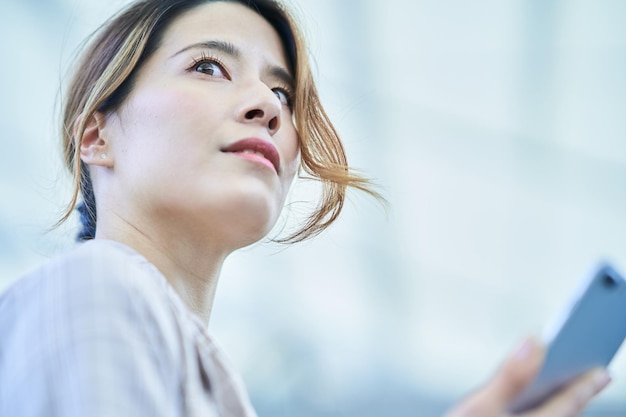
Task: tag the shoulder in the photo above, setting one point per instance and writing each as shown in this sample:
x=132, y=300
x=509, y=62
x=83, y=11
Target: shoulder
x=96, y=270
x=97, y=322
x=99, y=291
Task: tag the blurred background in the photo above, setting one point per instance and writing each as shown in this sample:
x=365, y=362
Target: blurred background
x=495, y=129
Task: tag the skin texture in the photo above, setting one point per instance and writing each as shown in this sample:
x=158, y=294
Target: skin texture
x=515, y=374
x=166, y=187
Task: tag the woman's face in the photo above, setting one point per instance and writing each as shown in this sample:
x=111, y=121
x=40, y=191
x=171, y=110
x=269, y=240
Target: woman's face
x=206, y=138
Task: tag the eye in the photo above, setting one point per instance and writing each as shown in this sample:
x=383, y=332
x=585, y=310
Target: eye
x=285, y=96
x=210, y=68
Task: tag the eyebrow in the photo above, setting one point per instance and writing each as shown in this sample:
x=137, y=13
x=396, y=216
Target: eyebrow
x=229, y=49
x=225, y=47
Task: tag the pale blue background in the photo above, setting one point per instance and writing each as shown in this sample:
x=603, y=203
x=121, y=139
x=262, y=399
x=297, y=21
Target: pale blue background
x=496, y=130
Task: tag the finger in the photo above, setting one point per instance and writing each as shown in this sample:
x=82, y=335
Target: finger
x=510, y=379
x=573, y=399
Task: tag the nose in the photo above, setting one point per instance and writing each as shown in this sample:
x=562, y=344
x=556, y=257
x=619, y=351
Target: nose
x=261, y=106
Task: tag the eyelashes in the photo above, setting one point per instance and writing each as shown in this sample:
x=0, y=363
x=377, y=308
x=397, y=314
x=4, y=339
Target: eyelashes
x=214, y=67
x=209, y=65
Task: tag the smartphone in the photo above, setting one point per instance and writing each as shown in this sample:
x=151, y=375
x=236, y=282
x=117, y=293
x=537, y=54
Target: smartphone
x=588, y=334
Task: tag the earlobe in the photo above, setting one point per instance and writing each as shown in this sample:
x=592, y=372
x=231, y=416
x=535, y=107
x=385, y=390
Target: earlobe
x=94, y=147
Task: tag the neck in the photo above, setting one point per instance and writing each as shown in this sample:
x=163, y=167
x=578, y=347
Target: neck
x=191, y=266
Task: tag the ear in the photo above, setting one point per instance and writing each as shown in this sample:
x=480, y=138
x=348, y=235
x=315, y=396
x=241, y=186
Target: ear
x=95, y=149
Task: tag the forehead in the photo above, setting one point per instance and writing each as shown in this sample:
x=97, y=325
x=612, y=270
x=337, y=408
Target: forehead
x=226, y=21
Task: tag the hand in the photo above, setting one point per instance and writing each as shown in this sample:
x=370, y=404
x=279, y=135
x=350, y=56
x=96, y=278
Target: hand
x=515, y=374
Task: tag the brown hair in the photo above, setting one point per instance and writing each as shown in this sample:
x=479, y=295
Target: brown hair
x=105, y=74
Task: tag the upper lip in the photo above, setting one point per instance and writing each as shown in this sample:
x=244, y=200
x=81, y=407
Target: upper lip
x=264, y=147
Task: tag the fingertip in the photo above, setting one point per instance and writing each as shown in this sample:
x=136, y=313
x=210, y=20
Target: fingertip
x=526, y=349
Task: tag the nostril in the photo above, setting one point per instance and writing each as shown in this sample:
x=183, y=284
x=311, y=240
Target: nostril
x=254, y=113
x=273, y=124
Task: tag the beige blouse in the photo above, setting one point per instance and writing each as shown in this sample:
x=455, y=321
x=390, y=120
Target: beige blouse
x=100, y=332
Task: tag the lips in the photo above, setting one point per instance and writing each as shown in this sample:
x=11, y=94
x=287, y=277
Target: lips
x=254, y=148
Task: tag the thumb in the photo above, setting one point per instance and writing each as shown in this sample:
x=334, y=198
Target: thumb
x=511, y=378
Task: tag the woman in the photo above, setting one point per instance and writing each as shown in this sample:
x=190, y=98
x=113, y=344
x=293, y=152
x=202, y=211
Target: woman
x=184, y=126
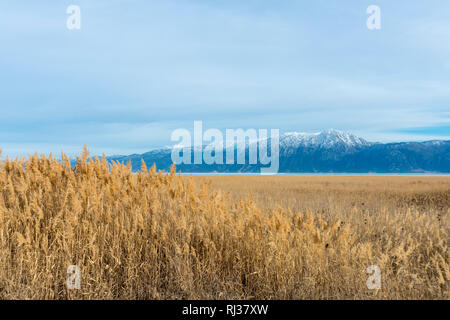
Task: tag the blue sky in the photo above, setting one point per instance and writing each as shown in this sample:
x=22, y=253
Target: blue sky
x=139, y=69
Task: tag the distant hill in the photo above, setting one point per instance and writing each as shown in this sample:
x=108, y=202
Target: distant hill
x=330, y=151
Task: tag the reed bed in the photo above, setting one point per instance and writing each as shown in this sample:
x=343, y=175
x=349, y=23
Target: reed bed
x=156, y=235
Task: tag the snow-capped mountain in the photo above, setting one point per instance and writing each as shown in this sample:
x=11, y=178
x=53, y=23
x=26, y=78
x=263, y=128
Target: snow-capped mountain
x=330, y=151
x=325, y=139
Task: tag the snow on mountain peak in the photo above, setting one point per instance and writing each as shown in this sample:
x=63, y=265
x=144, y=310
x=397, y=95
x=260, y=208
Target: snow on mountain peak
x=326, y=139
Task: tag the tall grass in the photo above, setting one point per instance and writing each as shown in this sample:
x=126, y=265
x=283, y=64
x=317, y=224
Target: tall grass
x=151, y=235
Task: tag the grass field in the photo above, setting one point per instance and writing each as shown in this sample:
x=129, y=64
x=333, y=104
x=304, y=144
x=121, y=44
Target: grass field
x=155, y=236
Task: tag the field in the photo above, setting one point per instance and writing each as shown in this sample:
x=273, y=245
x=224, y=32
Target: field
x=150, y=235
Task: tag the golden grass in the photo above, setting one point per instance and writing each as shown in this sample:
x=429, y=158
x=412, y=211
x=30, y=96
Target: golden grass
x=155, y=236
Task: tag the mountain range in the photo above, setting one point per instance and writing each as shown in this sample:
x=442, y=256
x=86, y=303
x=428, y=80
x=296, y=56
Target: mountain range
x=330, y=151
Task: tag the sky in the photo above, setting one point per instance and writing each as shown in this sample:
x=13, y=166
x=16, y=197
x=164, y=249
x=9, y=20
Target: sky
x=137, y=70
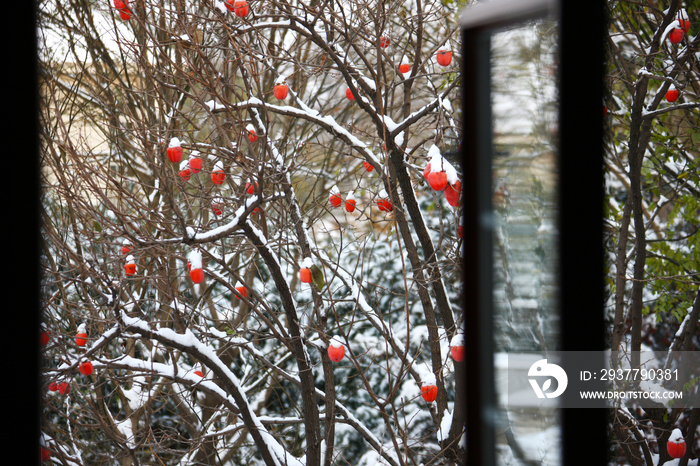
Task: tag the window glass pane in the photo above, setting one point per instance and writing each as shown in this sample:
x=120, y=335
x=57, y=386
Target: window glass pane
x=526, y=316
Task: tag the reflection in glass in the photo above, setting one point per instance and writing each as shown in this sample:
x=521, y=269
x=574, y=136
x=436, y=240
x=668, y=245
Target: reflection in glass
x=524, y=111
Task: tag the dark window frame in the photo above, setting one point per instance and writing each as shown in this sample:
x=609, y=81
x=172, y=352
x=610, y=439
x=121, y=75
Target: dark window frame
x=580, y=197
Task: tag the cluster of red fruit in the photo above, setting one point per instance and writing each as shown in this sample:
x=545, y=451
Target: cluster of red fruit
x=335, y=200
x=438, y=181
x=193, y=164
x=85, y=366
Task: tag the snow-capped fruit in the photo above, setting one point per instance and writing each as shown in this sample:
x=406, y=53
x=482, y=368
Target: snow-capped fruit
x=197, y=275
x=195, y=162
x=281, y=90
x=444, y=57
x=335, y=200
x=457, y=347
x=175, y=154
x=437, y=180
x=216, y=208
x=675, y=445
x=123, y=9
x=81, y=336
x=384, y=205
x=63, y=388
x=305, y=275
x=336, y=350
x=429, y=393
x=452, y=193
x=457, y=353
x=126, y=246
x=683, y=20
x=676, y=35
x=85, y=367
x=672, y=94
x=217, y=174
x=240, y=8
x=184, y=170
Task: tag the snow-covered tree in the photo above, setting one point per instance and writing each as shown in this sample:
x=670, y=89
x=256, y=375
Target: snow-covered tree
x=194, y=154
x=652, y=202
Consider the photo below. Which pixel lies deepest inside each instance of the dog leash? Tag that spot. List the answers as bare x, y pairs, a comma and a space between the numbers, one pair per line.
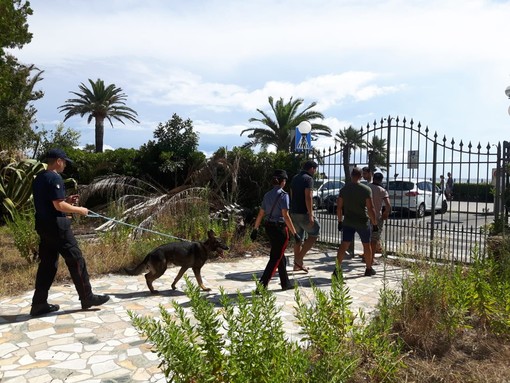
93, 214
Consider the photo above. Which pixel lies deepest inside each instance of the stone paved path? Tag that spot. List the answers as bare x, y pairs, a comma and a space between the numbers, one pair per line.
100, 345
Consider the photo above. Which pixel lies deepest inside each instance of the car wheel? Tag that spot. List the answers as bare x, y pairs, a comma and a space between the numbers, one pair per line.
444, 207
420, 212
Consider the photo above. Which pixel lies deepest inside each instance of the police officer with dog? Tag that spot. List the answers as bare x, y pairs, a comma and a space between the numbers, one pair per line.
56, 237
278, 224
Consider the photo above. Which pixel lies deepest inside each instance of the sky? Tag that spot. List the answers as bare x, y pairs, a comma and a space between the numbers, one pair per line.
444, 63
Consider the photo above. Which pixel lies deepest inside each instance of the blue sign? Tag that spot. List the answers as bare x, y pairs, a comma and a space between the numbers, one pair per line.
303, 142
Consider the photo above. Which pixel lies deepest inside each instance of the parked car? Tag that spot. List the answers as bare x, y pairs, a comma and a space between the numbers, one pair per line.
329, 187
416, 196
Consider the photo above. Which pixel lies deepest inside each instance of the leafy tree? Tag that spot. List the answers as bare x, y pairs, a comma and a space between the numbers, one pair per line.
279, 130
13, 24
61, 137
172, 153
100, 102
350, 139
17, 81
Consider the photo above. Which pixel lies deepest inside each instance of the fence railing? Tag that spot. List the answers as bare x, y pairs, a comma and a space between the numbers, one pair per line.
404, 150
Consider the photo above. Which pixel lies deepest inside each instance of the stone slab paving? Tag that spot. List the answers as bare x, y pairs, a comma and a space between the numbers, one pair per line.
101, 345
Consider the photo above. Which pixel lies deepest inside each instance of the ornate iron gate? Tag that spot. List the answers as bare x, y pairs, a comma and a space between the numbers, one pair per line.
415, 153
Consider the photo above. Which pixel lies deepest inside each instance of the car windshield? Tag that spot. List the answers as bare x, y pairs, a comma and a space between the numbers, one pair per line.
400, 185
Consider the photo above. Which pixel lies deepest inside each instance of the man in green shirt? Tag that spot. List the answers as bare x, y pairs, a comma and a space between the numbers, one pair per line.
356, 214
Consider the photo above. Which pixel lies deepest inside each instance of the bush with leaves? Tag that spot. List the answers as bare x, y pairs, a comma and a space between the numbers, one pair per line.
16, 186
26, 240
244, 340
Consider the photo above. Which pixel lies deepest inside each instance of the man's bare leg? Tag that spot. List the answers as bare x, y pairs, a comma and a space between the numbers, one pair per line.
341, 252
299, 257
367, 254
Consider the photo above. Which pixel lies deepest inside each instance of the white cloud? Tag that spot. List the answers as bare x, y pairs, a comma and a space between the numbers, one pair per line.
218, 61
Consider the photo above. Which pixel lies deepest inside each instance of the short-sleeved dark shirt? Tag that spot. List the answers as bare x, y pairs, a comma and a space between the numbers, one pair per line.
279, 199
47, 187
299, 183
354, 196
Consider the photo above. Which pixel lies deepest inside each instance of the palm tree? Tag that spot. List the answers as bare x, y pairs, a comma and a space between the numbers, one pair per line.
377, 153
278, 130
350, 139
99, 102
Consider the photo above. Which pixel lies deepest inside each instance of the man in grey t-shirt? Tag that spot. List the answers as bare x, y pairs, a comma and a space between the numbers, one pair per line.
301, 212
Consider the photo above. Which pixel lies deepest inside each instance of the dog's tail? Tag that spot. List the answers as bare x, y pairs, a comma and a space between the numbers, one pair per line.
138, 269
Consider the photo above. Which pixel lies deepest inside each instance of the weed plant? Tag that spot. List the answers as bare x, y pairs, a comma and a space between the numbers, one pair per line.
244, 340
22, 229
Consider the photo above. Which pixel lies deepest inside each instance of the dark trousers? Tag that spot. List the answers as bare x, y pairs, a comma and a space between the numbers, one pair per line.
279, 238
58, 238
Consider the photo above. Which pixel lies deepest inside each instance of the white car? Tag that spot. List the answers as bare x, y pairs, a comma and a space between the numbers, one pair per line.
416, 196
329, 187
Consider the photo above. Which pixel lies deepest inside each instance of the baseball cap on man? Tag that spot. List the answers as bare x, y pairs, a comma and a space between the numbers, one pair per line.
58, 153
310, 164
280, 174
378, 176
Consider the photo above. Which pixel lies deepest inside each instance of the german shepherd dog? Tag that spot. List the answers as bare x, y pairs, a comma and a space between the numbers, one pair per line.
184, 254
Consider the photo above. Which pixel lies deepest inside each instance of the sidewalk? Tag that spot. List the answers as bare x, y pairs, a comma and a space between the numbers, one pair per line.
100, 345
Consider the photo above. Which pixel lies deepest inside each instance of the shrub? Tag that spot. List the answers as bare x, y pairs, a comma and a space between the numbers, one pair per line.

Assignment. Above are the records; repeat exactly the lines from the one holding "Target: smartphone" down to the one holding "x=210, y=20", end lines included.

Written solution.
Target: smartphone
x=588, y=334
Task: tag the earlobe in the photo above, setting one point per instance and writing each as shown in this sample:
x=592, y=372
x=231, y=416
x=535, y=107
x=385, y=390
Target: earlobe
x=94, y=147
Task: tag the neck in the photo above, setting one point per instance and writing each as shown in this sample:
x=163, y=167
x=578, y=347
Target: neck
x=191, y=266
Task: tag the ear in the photo above, setting one point per instance and writing each as shown in this sample:
x=480, y=138
x=348, y=235
x=315, y=396
x=241, y=186
Target: ear
x=95, y=149
Task: tag the forehead in the photo above, setting one point per instance and writing each as shown in this sample:
x=97, y=325
x=612, y=270
x=337, y=408
Target: forehead
x=226, y=21
Task: tag the hand in the photo above, setting one point per instance and writing each as shown in this sample:
x=370, y=404
x=279, y=135
x=350, y=56
x=96, y=278
Target: hand
x=515, y=374
Task: tag the brown hair in the photo above, setting one point per instance and writing each as shown in this sample:
x=479, y=295
Target: brown hair
x=105, y=74
Task: tag the upper lip in the photo above, setting one point per instance and writing each as shown in this sample:
x=244, y=200
x=81, y=407
Target: upper lip
x=264, y=147
Task: tag the fingertip in the photo above, setting one point per instance and writing each as shown in this sample:
x=136, y=313
x=210, y=20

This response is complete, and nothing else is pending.